* TASK PROMPT
Reproduce every item below word for word, with nothing changed.

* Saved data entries

◇ ◇ ◇ ◇

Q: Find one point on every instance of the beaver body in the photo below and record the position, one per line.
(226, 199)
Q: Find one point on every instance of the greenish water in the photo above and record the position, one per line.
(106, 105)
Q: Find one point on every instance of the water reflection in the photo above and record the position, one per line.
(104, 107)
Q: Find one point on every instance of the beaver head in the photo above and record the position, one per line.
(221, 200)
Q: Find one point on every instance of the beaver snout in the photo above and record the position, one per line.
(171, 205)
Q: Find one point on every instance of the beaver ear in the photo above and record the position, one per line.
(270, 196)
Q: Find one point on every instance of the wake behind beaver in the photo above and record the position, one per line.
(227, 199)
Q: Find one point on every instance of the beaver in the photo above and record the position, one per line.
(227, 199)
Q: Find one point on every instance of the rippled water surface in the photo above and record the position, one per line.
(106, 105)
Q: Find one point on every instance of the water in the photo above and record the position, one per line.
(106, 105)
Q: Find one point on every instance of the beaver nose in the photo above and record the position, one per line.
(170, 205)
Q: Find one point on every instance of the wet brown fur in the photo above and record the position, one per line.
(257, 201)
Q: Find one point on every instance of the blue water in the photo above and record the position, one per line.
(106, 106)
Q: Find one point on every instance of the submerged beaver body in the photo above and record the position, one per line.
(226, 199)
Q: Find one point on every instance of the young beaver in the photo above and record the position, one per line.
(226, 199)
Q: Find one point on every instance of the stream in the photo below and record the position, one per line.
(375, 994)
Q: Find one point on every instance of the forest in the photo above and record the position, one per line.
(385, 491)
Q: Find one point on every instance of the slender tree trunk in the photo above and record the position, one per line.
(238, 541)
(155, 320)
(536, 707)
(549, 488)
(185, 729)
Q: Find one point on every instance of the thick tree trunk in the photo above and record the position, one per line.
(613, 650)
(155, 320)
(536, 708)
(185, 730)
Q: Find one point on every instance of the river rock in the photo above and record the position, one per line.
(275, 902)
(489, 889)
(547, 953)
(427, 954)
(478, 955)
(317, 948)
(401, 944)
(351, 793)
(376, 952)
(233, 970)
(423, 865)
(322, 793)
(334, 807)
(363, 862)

◇ ◇ ◇ ◇

* TASK RESPONSE
Q: Find one point on every instance of the beaver body in the photo below and record the position, one per line.
(226, 199)
Q: Find one point on every instance of the greenish water in the photo above and record the position, one per line.
(106, 105)
Q: Find one point on every instance of the water reflection in the photo above and record the position, one per line.
(104, 107)
Q: Find one point on every instance of the beaver head in the photo above and record the position, one per line.
(221, 200)
Q: Find one point on every instance of the beaver snout in the photo above and record the position, one per line.
(171, 205)
Q: Find one point on every instance of the beaver ear in the photo above and record the position, one per line.
(270, 196)
Q: Find one point on every instance of the wake behind beaver in the photo above and record the position, one per line.
(227, 199)
Q: Find one point on every instance of the beaver in the photo above and record the position, one per line.
(227, 199)
Q: Find one point on every instance of the rippled water surface in the photo above and record the position, one per line.
(106, 105)
Q: Find one point on every instance of the water in the photo above and record the position, one per line.
(106, 105)
Q: Find one point on every instance of the beaver nose in the photo above and record the position, one per line.
(170, 205)
Q: Find one point on every instance of the wet brown fur in the photo above and record the position, one per line.
(257, 201)
Q: Find one point on every instance of the blue water in the photo above and record the position, one per line.
(106, 106)
Q: Find one point on every instance of the submerged beaver body in the photo above and record the position, one per line.
(226, 199)
Q: Find one point on every instance of the young beaver in the photo above and record the position, one per line.
(226, 199)
Q: Find one point on every instance of the stream in the photo below and record the position, one per line.
(375, 994)
Q: Find one point on every instance of the forest in the photo above and record the position, one per line.
(385, 491)
Q: Find one point on every instance of the slender tree trunk in the photo above and record the position, one per line.
(238, 541)
(155, 320)
(536, 707)
(549, 488)
(185, 729)
Q: Find one point on every instance of the thick tree trunk in the photo above and record the position, one per line.
(613, 650)
(155, 320)
(536, 708)
(185, 730)
Q: Find one point on every instance of the river rock in the photo above and record the position, one per line.
(275, 902)
(489, 889)
(547, 953)
(427, 954)
(478, 955)
(317, 948)
(401, 944)
(351, 793)
(376, 952)
(233, 970)
(423, 865)
(322, 793)
(334, 807)
(363, 862)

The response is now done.